[start Entries shown]
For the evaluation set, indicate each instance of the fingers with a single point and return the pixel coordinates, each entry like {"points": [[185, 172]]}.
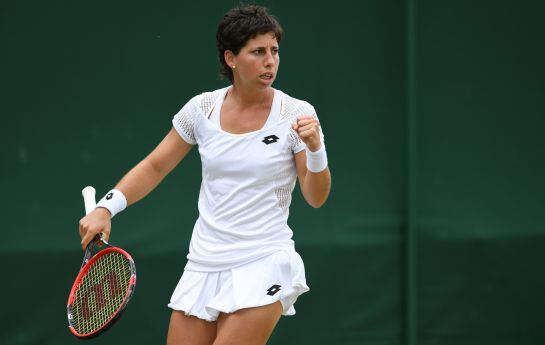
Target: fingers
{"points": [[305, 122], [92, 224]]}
[end Entries shown]
[start Entries shown]
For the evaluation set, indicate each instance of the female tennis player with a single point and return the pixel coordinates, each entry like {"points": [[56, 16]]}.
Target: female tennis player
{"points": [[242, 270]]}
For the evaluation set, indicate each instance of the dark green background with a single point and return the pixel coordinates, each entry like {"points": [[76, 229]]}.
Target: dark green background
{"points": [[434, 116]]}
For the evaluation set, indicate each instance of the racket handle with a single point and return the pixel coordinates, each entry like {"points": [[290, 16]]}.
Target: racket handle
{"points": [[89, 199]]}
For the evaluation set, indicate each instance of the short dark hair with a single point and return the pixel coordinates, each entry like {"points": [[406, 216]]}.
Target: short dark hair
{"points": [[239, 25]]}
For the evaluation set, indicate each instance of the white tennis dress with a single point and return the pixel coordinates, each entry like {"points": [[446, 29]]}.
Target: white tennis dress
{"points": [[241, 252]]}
[end Entries shown]
[start Entries shown]
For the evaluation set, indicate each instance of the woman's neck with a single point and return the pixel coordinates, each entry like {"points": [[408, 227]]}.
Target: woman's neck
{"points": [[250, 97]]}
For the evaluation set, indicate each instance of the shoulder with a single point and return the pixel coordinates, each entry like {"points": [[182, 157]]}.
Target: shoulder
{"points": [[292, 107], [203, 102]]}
[end Entries shown]
(Your instructions):
List each line in the material above that contains the string "female". Case counts.

(Response to the task):
For the evaluation set, indicate each instance of the female tennis player with a single point and return the pixel coordinates, each entry like {"points": [[56, 16]]}.
Target: female tennis player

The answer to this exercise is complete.